動物としてのヒト 4:動物としての人間

さあここで話を出発点に戻したい。

動物の仕草が人間のそれとよく似て見えるのは、つまりはその動機にあるのではないかと思う。

結局は、動物も人間も、何かにワクワクして、何かにドキドキするのだ。

子供にとってかくれんぼが楽しく、上手いこと隠れることに成功しているときのワクワクする気持ちと、狩りをする野生動物が気付かれないよう身を潜めて、文字通り、虎視眈々と獲物を狙っているときの感情と、心の動きは双方のかなりの部分で共通しているのではないのだろうか。そういう観点から言えば、かくれんぼは、その遊び方のルールが出来る前から自然界に長く受け継がれてきた動物の行動様式であって、ワクワクするその動機は、生きるということそのものと深く直結していると云える。

 

良い企業に就職することで得られる生活の保障と、ワクワクすることで生命そのものが動機づけられて得られる充実感とは、話の次元が違う。

ここでいう動機とは、得られるだろう成果を目標に目的的に行動するというより、目的よりもかなり先行してワクワクが先にあるような行動の原動力だ。

日本人のお百姓さんたちが、毎年、昨年よりも良いお米を作ろうと向上心と好奇心をもって稲作に従事することと根本的には同じで、ワクワクすることは生きることに直結するのである。

稲作がただの苦痛以外の何物でもなければ、日本人はとうに滅んでいたに違いない。

#### [やることリスト]
a) 動物としての人間を論じた本文から、次の一文を英語に訳してください。「稲作がただの苦痛以外の何物でもなければ、日本人はとうに滅んでいたに違いない。」
b) 動物としての人間を論じた本文を、最後の文の後から引き取って書き進めてください。
エントリーは本文とは別の資料です。

#### [抽出情報]
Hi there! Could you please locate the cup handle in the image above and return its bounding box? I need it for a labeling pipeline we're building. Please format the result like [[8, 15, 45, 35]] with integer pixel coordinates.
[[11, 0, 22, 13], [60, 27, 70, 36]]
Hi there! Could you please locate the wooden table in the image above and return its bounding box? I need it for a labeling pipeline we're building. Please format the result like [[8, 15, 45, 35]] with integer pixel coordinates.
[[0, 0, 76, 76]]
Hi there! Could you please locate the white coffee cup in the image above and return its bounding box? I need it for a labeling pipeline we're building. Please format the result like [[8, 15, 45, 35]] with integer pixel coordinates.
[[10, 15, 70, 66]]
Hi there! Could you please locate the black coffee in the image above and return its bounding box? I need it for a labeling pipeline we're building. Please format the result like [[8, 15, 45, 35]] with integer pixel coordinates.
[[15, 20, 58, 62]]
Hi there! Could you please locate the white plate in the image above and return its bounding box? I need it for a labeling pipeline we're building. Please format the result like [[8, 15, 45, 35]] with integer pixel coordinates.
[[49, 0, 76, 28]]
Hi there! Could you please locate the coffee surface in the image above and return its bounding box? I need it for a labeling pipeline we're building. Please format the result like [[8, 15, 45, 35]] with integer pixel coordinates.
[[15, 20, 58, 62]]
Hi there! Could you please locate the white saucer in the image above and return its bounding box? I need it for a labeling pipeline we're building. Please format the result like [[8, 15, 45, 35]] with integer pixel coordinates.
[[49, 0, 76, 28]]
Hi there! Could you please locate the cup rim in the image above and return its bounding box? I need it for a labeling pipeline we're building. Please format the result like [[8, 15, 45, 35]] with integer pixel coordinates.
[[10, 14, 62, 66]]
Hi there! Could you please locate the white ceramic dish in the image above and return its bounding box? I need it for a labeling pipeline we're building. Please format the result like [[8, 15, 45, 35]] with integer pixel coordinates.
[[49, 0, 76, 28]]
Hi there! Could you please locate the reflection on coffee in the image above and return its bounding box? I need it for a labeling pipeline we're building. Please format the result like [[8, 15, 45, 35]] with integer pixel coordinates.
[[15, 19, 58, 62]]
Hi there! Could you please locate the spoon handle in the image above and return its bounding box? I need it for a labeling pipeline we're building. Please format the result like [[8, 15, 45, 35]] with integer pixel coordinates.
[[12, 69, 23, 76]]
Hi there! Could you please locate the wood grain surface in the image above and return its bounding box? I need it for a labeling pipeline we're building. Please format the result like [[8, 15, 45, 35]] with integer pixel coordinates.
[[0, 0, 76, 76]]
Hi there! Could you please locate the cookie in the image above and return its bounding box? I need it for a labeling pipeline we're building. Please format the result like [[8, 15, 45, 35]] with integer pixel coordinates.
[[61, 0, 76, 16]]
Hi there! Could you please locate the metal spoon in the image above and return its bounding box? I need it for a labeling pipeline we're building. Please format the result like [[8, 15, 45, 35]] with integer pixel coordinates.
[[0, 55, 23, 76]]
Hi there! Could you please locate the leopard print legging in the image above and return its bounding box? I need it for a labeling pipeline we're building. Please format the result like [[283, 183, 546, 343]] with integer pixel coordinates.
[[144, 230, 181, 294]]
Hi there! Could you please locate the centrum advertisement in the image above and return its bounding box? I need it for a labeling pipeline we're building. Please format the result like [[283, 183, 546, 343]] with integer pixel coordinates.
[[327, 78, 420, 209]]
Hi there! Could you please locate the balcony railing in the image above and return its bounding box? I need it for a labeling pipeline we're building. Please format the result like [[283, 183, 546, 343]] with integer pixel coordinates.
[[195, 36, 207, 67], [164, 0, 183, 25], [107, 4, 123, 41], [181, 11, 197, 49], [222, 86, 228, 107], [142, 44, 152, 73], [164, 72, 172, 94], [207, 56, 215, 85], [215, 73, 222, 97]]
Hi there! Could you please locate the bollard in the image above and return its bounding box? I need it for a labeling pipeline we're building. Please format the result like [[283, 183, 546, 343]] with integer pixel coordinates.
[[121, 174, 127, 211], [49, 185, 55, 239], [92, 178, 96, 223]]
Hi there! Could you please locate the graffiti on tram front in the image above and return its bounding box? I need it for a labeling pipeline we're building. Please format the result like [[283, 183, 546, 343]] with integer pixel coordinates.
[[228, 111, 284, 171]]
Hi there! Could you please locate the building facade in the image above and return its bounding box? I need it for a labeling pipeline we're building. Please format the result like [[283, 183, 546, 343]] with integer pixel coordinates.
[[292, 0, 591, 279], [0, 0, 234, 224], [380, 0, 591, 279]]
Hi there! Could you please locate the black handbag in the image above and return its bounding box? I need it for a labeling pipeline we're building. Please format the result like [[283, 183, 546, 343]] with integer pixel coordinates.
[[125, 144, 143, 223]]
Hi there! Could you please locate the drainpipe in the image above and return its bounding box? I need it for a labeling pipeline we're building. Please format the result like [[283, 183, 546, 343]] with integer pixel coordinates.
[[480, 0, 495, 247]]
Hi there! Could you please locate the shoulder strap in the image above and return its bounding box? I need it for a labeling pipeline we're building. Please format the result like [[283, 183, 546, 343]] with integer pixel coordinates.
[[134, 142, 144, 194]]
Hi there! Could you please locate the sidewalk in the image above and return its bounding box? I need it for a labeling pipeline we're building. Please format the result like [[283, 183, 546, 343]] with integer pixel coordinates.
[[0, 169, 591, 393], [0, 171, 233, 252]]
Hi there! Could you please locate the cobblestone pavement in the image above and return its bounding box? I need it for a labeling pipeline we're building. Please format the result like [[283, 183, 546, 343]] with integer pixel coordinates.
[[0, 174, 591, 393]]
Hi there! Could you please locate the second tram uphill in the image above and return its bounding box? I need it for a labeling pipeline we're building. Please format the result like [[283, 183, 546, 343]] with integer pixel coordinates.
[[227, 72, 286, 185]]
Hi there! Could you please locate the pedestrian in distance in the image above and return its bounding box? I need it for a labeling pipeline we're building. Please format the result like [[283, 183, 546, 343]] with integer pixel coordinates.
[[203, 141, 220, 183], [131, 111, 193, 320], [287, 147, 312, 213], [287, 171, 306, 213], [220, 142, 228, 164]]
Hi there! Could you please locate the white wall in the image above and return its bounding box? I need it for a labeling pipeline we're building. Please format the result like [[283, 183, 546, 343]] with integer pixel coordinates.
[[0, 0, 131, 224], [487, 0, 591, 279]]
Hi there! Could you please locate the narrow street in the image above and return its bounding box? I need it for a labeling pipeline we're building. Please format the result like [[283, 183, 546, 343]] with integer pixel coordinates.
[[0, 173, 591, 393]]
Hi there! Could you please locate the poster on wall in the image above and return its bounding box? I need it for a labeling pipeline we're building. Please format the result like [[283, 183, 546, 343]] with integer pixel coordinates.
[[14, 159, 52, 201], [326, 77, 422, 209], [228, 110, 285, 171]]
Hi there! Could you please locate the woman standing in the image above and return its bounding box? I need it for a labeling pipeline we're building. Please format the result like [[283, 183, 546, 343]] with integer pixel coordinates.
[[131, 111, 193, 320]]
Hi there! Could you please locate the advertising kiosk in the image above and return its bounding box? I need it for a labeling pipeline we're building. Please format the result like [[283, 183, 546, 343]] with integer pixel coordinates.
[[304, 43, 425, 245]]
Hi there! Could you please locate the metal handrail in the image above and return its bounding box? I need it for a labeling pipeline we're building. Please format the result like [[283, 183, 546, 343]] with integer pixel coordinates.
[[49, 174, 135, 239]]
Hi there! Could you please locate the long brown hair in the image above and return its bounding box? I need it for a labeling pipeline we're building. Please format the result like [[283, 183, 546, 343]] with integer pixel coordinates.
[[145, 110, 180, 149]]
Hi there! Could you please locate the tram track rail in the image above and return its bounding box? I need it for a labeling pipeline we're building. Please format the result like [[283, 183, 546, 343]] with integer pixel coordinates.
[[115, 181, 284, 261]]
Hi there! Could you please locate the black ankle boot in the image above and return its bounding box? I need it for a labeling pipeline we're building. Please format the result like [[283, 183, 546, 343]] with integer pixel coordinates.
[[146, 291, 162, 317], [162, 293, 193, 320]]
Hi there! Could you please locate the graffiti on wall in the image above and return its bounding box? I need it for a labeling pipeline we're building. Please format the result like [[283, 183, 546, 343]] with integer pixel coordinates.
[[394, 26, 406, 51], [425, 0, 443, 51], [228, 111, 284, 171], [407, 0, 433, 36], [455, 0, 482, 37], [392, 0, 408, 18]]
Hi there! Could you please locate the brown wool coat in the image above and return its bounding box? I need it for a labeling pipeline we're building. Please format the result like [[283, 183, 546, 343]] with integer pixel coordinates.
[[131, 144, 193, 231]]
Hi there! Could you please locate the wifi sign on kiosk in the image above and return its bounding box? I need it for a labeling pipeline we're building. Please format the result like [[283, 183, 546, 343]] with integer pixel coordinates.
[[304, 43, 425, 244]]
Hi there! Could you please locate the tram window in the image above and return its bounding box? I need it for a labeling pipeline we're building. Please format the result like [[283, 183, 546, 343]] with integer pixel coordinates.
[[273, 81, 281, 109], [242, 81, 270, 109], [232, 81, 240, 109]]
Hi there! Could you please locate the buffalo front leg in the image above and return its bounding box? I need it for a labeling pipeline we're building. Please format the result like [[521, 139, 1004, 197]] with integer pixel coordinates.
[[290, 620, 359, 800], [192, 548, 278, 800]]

#### [想定される回答]
a) If rice farming had been nothing but pain, the Japanese would surely have died out long ago.

b)
もちろん、数ヶ月のあいだ毎日毎日、手入れを欠かすことが出来ない稲作である。栽培における忍耐は収穫を終えるまで続き、すぐさま次の年の種籾の選別が始まるわけだから、事実上は、忍耐と日常生活は永遠に並行して共存するのである。

とにかくも、現代人が考える以上に、生物にとって生きることとは、常に忍耐に裏付けられながらも、其の実、ワクワクするものだったはずなのだ。そして、われわれの日常、つまり生命活動は最後まで忍耐を強いられる運命にあって然りなのである。

 

バタフライエフェクトよろしく、SNS動画から話が思わぬ方へ飛んでしまった。

話のまとめにはならないが、とにかくも、恋人や家族や友人に対するように、植物や動物、環境に対して、もっともっと愛情豊かに接していきたい。動物愛護という意味ではない。

我々自身が動物である。

地上に共に生きる同志として、他者に対して敬意と尊重をもって接していきたい。その他者とは自然という意味である。

心からそう思う。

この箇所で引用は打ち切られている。